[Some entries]
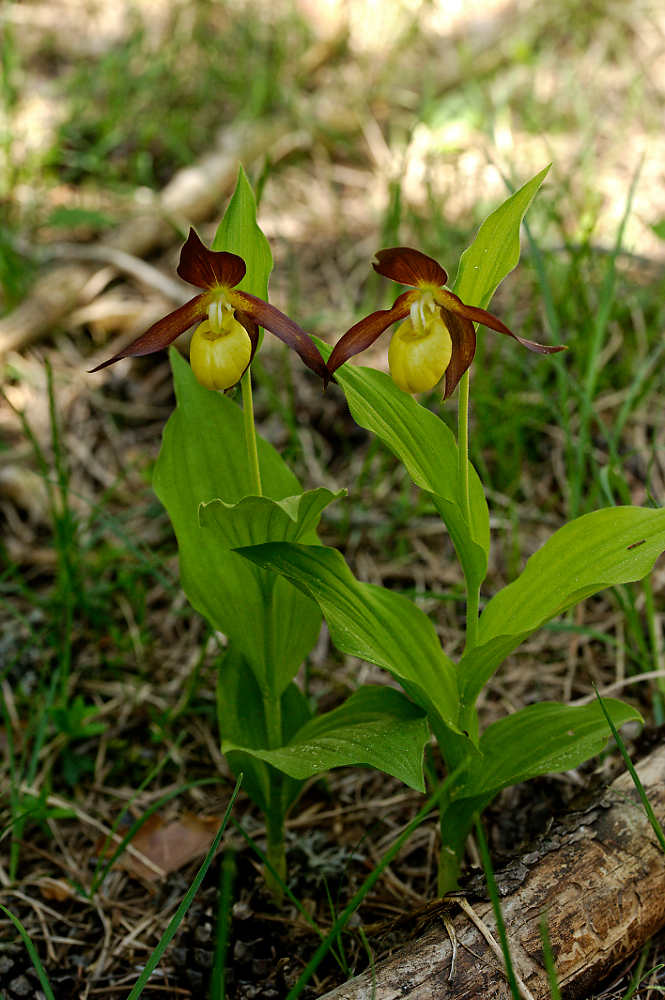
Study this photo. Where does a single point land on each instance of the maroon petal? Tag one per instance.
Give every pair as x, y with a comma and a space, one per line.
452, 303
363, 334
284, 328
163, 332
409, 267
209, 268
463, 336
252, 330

PROBLEM TO SOLVE:
Please reproduce every line of the entries above, text included but pictures left out, and rescale each answer coordinate by multiplying it by 0.8 and rounding to a whole number, with halves rounded up.

WRITTEN ANSWER:
Study this photo. Where does a single point land on each instance of the maroon petal? Tag one per instance.
Give every pair as x, y with a comma and a space, one per line.
362, 242
290, 267
227, 262
130, 266
327, 214
167, 214
370, 269
202, 264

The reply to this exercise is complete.